* Задание
Согласуются ли с рассказом о визитах к невропатологу утверждения (a), (b) и (c)? Для каждого ответьте «да» или «нет» и приведите решающие слова текста точной цитатой. (a) Специалисты согласились принять рассказчицу через четыре дня. (b) На первый приём к Доктору Стейшну рассказчица поехала с подругой. (c) Томография выявила в мозгу что-то необычное.

* Исходный текст
□ □ □ □ □
На следующее утро я позвонила в офис невропатологов, где мне сказали, что поскольку я новый пациент, наискорейший визит может быть назначен на середину июля.

– Но у меня сотрясение мозга и мне плохо. Вряд ли мне в середине июля визит поможет, – кое-как выговорила я.

– Ничем не могу помочь, наши специалисты очень заняты, – с гордостью сказала секретарша.

Терапевт согласился похлопотать, чтобы невропатологи приняли меня пораньше. Спасибо ему и группе занятых специалистов, которые нашли время и согласились принять меня через каких-то четыре дня.

В этот день мы с мужем отправились на приём. Шла я, держась за стенки. Доктор мне попался хороший, сразу же вызвал доверие. Пожилой человек в отличной физической форме, подтянутый и явно заботящийся о физическом и психическом состоянии своих пациентов. Звали его Доктор Стейшн. Он меня осмотрел (стандартный осмотр невропатолога: пройди прямо, пройди криво, сколько пальцев, пальцы к носу, сожми руки, сожми ноги, руки в ноги, ноги в руки и так далее) и сказал, что у меня, конечно же, сотрясение мозга; иногда оно может сопровождаться всеми имеющимися у меня симптомами, но он надеется, что со временем всё пройдёт бесследно. Если же что-то останется после одного года (что маловероятно), то, наверное, не пройдёт. Сказал, если в течение нескольких дней дела не пойдут на улучшение, надо будет сделать МРТ. В заключение он поинтересовался, нет ли у меня вопросов. Я, осознавая всю абсурдность своего вопроса, всё же спросила, можно ли мне водить машину, когда так кружится голова и всё двигается перед глазами. «Sure!» – не задумываясь и вполне спокойно ответил Доктор Стейшн. Он, наверное, точно знал, что там, где он ходит и ездит, я водить не буду.

Прошло ещё какое-то время, лучше мне не становилось, надо было делать МРТ и через несколько дней идти к Доктору Стейшну за ответом. На приём меня повезла подруга. Доктор опять меня осмотрел. Когда он спрашивал про количество пальцев, я заметила, что подруга моя смотрит на меня как-то особенно: то ли с интересом, то ли с удивлением. И тут я подумала, что, может, это мне кажется, что вопрос лёгкий и что там всего два пальца, а на самом деле, может быть, там совсем не два пальца, а, кто знает – сколько. Я поинтересовалась у подруги, всё ли правильно, она с неподдельной гордостью за мои успехи кивнула головой. Я тоже осталась собой довольна. Томография ничего интересного в моём мозгу не обнаружила, и доктор опять выразил надежду, что мне скоро станет лучше.
□ □ □ □ □
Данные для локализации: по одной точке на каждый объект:
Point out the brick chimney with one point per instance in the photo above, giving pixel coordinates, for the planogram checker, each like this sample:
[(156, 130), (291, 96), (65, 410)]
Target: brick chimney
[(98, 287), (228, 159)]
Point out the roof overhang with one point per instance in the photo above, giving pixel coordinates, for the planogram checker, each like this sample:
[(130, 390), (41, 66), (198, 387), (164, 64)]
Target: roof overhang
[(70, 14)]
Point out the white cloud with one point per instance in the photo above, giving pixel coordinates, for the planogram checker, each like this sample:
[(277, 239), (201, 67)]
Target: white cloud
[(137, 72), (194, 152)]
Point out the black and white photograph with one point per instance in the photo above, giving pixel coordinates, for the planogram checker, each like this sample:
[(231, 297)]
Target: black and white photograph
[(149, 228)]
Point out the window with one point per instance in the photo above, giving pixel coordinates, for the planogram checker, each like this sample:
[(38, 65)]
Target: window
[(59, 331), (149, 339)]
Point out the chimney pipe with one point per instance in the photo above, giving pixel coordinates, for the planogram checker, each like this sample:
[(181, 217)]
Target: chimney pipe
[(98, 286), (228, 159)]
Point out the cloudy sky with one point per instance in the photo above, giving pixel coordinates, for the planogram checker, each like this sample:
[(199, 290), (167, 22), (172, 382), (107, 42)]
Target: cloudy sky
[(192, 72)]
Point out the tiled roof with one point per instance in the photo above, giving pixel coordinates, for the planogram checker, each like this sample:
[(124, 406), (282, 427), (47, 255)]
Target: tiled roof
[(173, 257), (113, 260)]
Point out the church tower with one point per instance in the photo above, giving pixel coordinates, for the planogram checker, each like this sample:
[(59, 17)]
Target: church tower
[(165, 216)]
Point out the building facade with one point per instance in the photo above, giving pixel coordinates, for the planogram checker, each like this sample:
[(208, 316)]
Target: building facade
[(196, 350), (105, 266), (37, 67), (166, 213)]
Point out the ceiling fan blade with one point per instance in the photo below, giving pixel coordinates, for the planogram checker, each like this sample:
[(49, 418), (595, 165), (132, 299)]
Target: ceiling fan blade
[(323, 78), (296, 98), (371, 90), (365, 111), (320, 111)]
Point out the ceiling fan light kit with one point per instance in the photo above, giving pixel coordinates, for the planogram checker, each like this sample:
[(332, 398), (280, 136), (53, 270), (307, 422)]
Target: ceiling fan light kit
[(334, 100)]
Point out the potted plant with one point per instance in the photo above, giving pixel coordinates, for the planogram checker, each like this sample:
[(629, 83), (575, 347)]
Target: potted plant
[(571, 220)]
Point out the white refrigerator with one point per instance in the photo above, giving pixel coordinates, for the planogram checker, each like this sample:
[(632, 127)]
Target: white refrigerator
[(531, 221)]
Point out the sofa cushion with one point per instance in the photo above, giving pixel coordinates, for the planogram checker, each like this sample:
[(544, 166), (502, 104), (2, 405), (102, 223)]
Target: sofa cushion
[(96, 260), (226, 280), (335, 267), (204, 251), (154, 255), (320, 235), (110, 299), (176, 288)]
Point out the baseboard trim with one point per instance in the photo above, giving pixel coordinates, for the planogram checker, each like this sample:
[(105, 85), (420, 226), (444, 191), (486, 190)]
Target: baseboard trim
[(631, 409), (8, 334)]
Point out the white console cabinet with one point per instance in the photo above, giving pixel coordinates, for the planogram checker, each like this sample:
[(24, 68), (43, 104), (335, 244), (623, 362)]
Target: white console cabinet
□ □ □ □ □
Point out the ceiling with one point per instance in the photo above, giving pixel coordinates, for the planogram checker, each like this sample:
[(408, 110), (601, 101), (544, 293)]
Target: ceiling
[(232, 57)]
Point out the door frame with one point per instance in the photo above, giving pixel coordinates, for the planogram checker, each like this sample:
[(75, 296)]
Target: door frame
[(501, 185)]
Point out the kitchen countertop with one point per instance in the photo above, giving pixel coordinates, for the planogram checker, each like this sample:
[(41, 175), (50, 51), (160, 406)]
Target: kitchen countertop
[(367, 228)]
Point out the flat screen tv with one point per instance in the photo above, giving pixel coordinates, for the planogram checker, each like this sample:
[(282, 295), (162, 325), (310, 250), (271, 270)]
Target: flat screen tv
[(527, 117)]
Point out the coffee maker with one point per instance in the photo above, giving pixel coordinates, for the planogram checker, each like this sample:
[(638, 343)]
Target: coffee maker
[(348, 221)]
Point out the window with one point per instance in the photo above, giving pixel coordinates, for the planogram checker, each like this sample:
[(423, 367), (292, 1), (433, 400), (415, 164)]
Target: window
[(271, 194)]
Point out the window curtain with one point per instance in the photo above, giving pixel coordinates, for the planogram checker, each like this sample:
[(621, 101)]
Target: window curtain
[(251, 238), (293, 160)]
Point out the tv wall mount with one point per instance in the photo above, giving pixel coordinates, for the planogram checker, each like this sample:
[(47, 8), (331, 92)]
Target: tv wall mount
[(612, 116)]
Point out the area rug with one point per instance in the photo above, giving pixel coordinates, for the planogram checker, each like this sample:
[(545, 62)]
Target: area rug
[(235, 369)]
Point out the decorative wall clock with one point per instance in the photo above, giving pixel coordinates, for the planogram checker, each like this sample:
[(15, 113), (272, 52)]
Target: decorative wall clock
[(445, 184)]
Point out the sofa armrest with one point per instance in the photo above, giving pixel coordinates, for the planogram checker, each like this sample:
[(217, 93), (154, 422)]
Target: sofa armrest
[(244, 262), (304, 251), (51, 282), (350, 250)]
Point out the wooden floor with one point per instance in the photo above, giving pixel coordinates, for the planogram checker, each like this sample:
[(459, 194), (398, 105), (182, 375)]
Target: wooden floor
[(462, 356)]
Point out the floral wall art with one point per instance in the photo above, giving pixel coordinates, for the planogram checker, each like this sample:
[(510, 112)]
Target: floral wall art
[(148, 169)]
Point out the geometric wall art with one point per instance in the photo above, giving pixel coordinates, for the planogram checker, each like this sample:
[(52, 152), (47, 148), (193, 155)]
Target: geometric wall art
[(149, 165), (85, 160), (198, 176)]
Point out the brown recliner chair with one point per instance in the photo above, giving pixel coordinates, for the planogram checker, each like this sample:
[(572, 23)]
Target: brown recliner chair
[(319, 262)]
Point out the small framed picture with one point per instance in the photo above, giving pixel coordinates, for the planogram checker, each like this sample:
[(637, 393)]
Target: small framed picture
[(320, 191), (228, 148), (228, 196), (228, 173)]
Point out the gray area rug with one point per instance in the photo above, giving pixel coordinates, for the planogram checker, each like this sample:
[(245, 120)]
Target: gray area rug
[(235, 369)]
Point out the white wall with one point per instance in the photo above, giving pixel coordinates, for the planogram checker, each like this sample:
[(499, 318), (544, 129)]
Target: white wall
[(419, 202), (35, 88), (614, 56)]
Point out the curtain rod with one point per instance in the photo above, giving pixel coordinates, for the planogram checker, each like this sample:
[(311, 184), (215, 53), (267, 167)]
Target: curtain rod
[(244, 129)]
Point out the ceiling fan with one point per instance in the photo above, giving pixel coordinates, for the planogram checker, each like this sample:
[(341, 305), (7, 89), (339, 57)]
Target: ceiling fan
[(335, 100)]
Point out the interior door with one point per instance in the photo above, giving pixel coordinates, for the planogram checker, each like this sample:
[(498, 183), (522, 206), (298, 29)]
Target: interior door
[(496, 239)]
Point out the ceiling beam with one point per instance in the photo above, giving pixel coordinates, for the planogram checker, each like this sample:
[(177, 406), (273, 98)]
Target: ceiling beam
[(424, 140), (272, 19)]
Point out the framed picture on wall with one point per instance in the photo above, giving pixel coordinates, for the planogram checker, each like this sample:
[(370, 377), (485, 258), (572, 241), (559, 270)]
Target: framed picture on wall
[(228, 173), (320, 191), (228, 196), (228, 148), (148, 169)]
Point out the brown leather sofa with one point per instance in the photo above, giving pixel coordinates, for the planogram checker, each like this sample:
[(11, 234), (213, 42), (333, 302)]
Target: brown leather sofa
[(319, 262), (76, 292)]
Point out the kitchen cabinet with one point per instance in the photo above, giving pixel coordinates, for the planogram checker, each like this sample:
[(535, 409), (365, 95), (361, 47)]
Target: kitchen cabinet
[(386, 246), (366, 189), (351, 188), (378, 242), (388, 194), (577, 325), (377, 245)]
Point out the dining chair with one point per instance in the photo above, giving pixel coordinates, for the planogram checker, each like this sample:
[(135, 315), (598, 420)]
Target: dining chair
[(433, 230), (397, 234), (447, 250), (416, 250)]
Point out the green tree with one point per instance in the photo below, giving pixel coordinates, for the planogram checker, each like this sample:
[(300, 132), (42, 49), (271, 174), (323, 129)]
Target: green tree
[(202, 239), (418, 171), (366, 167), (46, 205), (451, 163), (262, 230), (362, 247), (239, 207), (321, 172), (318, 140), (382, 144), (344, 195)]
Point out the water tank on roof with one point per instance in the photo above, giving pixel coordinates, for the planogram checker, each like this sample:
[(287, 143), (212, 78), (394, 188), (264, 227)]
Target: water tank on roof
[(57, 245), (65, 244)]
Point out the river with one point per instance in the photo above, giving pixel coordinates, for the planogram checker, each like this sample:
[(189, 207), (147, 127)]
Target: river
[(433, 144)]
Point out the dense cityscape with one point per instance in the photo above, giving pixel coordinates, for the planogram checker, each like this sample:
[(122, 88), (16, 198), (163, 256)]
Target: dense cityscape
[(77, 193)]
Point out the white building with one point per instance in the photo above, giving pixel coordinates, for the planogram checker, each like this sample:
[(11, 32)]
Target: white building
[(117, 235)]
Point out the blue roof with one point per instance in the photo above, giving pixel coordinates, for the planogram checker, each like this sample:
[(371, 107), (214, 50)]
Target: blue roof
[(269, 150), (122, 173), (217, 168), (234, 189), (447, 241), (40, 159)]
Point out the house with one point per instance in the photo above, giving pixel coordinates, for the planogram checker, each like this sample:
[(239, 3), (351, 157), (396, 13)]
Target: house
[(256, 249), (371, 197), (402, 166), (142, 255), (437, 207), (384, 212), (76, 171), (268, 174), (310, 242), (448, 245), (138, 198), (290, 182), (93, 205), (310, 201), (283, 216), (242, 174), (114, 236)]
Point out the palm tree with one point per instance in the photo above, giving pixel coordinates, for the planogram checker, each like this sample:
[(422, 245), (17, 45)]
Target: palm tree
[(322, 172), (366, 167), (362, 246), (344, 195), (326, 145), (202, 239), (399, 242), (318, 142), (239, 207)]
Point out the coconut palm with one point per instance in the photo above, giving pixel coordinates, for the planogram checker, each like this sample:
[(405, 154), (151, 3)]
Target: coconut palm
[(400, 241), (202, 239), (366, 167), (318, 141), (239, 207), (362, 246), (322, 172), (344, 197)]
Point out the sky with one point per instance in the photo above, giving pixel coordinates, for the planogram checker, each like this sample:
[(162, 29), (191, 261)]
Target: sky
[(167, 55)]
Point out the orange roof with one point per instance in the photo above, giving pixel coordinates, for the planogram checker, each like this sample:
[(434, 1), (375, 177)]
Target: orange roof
□ □ □ □ □
* Ответ
(a) Да: «согласились принять меня через каких-то четыре дня».
(b) Нет: «В этот день мы с мужем отправились на приём».
(c) Нет: «Томография ничего интересного в моём мозгу не обнаружила».